__Work task__
Copy the records. Keep every line exactly as it is.

__Provided data__
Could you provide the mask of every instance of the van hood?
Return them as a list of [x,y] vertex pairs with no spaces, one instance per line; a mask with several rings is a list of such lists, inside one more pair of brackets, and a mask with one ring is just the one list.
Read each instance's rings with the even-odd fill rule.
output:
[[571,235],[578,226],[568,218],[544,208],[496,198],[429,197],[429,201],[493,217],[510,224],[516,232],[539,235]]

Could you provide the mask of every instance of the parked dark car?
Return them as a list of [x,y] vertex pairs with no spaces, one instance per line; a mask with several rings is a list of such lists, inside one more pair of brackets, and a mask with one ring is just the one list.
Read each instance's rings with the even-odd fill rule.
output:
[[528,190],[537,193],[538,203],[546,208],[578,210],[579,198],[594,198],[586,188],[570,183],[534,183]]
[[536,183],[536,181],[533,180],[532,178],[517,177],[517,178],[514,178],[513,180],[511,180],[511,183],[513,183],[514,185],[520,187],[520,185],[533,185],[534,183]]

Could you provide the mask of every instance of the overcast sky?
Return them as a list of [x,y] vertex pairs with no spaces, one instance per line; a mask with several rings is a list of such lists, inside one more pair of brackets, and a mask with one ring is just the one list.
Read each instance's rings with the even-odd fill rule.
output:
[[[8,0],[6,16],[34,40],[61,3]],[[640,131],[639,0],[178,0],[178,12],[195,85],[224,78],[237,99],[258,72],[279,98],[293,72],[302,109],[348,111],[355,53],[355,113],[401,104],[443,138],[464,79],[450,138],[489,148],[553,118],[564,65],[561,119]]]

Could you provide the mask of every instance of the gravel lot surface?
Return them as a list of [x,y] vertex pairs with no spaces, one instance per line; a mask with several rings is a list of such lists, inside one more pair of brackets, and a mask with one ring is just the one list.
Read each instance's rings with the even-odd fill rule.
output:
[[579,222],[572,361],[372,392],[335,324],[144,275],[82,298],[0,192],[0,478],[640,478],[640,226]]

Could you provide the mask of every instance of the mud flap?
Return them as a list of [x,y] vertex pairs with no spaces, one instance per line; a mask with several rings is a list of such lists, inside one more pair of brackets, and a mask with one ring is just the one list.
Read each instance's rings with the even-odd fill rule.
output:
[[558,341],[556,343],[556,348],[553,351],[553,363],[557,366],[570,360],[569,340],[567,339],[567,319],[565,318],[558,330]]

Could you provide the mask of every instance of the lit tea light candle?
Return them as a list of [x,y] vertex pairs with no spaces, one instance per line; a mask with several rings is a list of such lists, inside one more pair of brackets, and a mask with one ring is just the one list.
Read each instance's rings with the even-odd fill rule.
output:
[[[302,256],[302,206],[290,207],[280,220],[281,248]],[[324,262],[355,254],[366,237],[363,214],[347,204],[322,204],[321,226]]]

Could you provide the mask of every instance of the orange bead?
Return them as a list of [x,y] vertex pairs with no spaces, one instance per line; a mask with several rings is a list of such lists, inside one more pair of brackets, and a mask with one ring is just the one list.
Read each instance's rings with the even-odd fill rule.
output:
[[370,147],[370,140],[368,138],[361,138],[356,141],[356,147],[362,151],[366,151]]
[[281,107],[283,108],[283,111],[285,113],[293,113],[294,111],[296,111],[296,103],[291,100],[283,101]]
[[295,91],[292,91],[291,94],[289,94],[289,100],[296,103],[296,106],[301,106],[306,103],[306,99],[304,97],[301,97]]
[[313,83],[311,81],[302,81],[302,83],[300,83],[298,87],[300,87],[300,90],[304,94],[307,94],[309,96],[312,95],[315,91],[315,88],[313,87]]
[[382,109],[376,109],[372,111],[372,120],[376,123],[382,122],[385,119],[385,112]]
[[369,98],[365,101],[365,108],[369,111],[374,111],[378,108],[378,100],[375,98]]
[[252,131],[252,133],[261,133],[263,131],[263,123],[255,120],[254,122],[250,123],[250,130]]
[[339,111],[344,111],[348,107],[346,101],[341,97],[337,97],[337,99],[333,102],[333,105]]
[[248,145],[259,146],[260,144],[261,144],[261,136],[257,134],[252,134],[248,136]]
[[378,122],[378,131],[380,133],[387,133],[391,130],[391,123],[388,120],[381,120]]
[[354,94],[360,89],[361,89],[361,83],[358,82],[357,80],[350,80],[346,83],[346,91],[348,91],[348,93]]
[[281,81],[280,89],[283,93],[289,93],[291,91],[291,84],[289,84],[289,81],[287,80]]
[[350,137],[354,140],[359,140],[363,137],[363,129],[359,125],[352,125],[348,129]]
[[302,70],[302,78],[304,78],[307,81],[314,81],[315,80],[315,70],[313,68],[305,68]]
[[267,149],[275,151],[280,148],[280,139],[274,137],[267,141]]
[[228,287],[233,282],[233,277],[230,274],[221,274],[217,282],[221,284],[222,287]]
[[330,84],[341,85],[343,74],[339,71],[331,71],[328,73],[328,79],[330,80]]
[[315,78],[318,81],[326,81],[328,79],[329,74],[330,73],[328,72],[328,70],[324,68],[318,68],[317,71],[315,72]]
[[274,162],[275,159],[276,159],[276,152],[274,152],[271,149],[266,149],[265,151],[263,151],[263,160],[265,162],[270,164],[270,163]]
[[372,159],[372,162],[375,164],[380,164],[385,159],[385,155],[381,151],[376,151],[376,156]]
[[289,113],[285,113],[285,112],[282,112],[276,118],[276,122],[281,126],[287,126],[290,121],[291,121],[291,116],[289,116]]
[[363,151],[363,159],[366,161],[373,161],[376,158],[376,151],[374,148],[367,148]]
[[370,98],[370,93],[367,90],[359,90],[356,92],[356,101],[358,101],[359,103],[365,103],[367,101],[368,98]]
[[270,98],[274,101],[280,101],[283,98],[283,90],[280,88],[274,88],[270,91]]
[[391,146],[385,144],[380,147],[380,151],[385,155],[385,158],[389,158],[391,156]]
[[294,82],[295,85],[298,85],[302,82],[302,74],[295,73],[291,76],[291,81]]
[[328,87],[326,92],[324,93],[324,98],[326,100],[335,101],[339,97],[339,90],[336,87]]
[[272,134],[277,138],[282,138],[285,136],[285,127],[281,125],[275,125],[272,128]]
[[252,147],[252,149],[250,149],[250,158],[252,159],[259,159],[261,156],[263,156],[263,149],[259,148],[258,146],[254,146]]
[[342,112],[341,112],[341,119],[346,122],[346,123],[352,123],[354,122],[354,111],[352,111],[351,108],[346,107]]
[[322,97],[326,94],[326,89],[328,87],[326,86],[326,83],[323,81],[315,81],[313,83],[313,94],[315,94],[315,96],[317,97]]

__Response box__
Could you provide the mask of every instance of the van hood?
Return them as a list of [x,y] vertex pairs with no spaces, one instance per line; a mask with several rings is a list of such lists, inside one more pair of brackets, and a mask with one ring is just the one list.
Read each instance's rings with the even-odd fill rule.
output:
[[571,235],[578,226],[568,218],[544,208],[496,198],[429,197],[429,201],[493,217],[510,224],[516,232],[539,235]]

Could you provide the mask of every instance of the parked dark car?
Return them as a list of [x,y] vertex pairs with no spaces, one instance per line; a mask with several rings is a list of such lists, inside one more pair of brackets, and a mask with one ring is just the one list.
Read each instance's rings with the even-odd fill rule.
output:
[[528,190],[537,193],[538,203],[546,208],[578,210],[579,198],[594,198],[586,188],[570,183],[534,183]]
[[536,183],[536,181],[533,180],[532,178],[517,177],[517,178],[514,178],[513,180],[511,180],[511,183],[513,183],[514,185],[520,187],[520,185],[533,185],[534,183]]

Could you provide the mask of every instance of the overcast sky?
Return them as a list of [x,y] vertex pairs with no spaces, one instance per line; a mask with several rings is a list of such lists, inside one more pair of brackets, and a mask with one ring is just the one list.
Read each instance's rings with the even-odd fill rule.
output:
[[[8,0],[6,16],[34,40],[61,3]],[[640,131],[639,0],[178,0],[178,12],[195,85],[224,78],[237,99],[258,72],[279,98],[293,72],[302,109],[348,111],[355,53],[355,113],[401,104],[443,138],[464,79],[450,138],[489,148],[553,118],[564,65],[561,119]]]

Could you provide the mask of every instance of the gravel lot surface?
Return them as a list of [x,y] vertex pairs with no spaces, one instance per line; a mask with several rings is a list of such lists, inside one more pair of brackets, and a mask with one ring is just the one list.
Read each instance's rings with the even-odd fill rule.
output:
[[579,222],[572,361],[372,392],[335,324],[144,275],[82,298],[0,192],[0,478],[640,478],[640,226]]

Could you provide the mask of every instance of the mud flap?
Return them as a list of [x,y] vertex pairs with no spaces, one instance per line; a mask with several rings is a list of such lists, inside one more pair of brackets, and a mask with one ring is just the one list.
Read each instance's rings with the even-odd fill rule.
output:
[[558,341],[556,343],[556,348],[553,351],[553,363],[557,366],[570,360],[569,340],[567,339],[567,319],[565,318],[558,330]]

Could you provide the mask of every instance of the lit tea light candle?
Return them as a list of [x,y] vertex pairs with no spaces, one instance per line; a mask with several rings is a list of such lists, inside one more pair of brackets, and a mask with one ring is just the one list.
Read each instance's rings with the even-odd fill rule.
output:
[[[302,256],[302,206],[290,207],[280,220],[281,248]],[[324,262],[355,254],[366,237],[363,214],[347,204],[322,204],[321,226]]]

Could you provide the mask of every instance of the orange bead?
Return them as a list of [x,y] vertex pairs with no spaces, one instance per line; a mask with several rings is a list of such lists, inside one more pair of brackets, and a mask with one ring is just the one list.
Read each instance's rings with the even-odd fill rule.
output:
[[370,147],[370,140],[368,138],[361,138],[356,141],[356,147],[362,151],[366,151]]
[[281,107],[283,108],[283,111],[285,113],[293,113],[294,111],[296,111],[296,103],[291,100],[283,101]]
[[295,91],[292,91],[291,94],[289,94],[289,100],[296,103],[296,106],[301,106],[306,103],[306,99],[304,97],[301,97]]
[[313,83],[311,81],[302,81],[302,83],[300,83],[298,87],[300,87],[300,90],[304,94],[307,94],[309,96],[312,95],[315,91],[315,88],[313,87]]
[[382,109],[376,109],[372,111],[372,120],[376,123],[382,122],[385,119],[385,112]]
[[369,98],[365,101],[365,108],[369,111],[374,111],[378,108],[378,100],[375,98]]
[[252,131],[252,133],[261,133],[263,131],[263,123],[255,120],[254,122],[250,123],[250,130]]
[[339,111],[344,111],[348,107],[346,101],[341,97],[337,97],[337,99],[333,102],[333,105]]
[[248,145],[259,146],[260,144],[261,144],[261,136],[257,134],[252,134],[248,136]]
[[378,122],[378,131],[380,133],[387,133],[391,130],[391,123],[388,120],[381,120]]
[[354,94],[360,89],[361,89],[361,83],[358,82],[357,80],[350,80],[346,83],[346,91],[348,91],[348,93]]
[[281,81],[280,89],[283,93],[289,93],[291,91],[291,84],[289,84],[289,81],[287,80]]
[[350,137],[354,140],[359,140],[363,137],[363,129],[359,125],[352,125],[348,129]]
[[302,70],[302,78],[304,78],[307,81],[314,81],[315,80],[315,70],[313,68],[305,68]]
[[267,149],[275,151],[280,148],[280,139],[274,137],[267,141]]
[[228,287],[233,282],[233,277],[230,274],[221,274],[217,282],[221,284],[222,287]]
[[330,84],[341,85],[343,74],[339,71],[331,71],[328,73],[328,79],[330,80]]
[[315,78],[318,81],[326,81],[328,79],[329,74],[330,73],[328,72],[328,70],[324,68],[318,68],[317,71],[315,72]]
[[274,162],[275,159],[276,159],[276,152],[274,152],[271,149],[266,149],[265,151],[263,151],[263,160],[265,162],[270,164],[270,163]]
[[372,159],[372,162],[375,164],[380,164],[385,159],[385,155],[381,151],[376,151],[376,156]]
[[289,113],[285,113],[285,112],[282,112],[276,118],[276,122],[281,126],[287,126],[290,121],[291,121],[291,116],[289,116]]
[[363,151],[363,159],[366,161],[373,161],[376,158],[376,151],[374,148],[367,148]]
[[370,98],[370,93],[367,90],[359,90],[356,92],[356,101],[358,101],[359,103],[365,103],[367,101],[368,98]]
[[270,98],[274,101],[280,101],[283,98],[283,90],[280,88],[274,88],[270,91]]
[[391,146],[385,144],[380,147],[380,151],[385,155],[385,158],[389,158],[391,156]]
[[294,82],[295,85],[298,85],[302,82],[302,74],[295,73],[291,76],[291,81]]
[[328,87],[326,92],[324,93],[324,98],[326,100],[335,101],[339,97],[339,90],[336,87]]
[[272,134],[277,138],[282,138],[285,136],[285,127],[281,125],[275,125],[272,128]]
[[252,147],[252,149],[250,149],[250,158],[252,159],[259,159],[261,156],[263,156],[263,149],[259,148],[258,146],[254,146]]
[[342,112],[341,112],[341,119],[346,122],[346,123],[352,123],[354,122],[354,111],[352,111],[351,108],[346,107]]
[[322,97],[326,94],[326,89],[328,87],[326,86],[326,83],[323,81],[315,81],[313,83],[313,94],[315,94],[315,96],[317,97]]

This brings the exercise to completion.